[Data extracted from a collection]
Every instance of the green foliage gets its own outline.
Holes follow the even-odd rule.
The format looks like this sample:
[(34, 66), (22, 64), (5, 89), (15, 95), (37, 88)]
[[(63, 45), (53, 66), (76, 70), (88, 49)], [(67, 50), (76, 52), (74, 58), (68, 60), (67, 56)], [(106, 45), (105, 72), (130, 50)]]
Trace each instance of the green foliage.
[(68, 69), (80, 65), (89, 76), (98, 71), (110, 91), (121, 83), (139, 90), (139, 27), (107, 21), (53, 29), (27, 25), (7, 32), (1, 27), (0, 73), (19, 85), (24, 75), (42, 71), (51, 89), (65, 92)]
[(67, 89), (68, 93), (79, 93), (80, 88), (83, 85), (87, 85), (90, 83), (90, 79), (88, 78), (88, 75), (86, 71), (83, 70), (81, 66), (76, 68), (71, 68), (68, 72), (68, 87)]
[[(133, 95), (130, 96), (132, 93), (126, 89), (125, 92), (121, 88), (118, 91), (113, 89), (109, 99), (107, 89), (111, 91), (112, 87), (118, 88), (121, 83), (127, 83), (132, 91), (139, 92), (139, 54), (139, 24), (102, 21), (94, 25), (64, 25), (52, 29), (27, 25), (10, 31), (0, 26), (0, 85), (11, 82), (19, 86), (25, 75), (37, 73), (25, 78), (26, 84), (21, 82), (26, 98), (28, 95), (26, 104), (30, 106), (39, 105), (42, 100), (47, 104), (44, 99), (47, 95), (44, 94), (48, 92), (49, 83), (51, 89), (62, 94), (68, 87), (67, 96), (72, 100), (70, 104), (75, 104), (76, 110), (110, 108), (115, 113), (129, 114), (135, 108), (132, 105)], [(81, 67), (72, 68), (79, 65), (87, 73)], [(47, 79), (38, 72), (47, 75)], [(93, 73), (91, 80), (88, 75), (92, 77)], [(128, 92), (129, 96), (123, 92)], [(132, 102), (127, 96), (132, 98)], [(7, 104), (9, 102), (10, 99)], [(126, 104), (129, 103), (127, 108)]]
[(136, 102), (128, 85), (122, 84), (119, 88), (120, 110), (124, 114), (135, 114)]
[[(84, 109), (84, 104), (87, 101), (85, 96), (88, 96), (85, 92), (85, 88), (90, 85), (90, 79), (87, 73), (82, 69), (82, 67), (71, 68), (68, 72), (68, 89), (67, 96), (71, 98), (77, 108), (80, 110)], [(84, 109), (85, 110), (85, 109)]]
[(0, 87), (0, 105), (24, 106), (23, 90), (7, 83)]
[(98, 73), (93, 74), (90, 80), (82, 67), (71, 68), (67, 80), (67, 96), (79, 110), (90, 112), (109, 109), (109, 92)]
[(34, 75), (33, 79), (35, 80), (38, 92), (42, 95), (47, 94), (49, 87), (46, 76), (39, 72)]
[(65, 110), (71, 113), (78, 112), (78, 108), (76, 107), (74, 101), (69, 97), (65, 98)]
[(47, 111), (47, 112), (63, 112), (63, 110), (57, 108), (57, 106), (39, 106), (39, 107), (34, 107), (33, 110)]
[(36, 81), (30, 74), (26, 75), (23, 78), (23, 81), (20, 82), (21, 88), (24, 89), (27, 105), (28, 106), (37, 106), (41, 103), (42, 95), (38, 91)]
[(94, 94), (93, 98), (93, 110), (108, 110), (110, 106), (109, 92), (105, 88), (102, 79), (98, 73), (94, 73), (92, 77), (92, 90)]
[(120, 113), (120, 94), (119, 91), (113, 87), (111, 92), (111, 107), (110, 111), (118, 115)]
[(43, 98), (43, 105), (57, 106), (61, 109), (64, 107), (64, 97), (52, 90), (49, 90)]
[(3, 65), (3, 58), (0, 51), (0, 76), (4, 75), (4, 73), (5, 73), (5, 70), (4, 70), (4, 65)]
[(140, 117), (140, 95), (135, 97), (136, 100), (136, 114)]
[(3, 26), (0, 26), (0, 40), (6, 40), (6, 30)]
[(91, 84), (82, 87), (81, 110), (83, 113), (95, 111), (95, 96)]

- What is expected:
Please determine how many lines of the records above contain "foliage", and state that number only.

- Result for this exercise:
2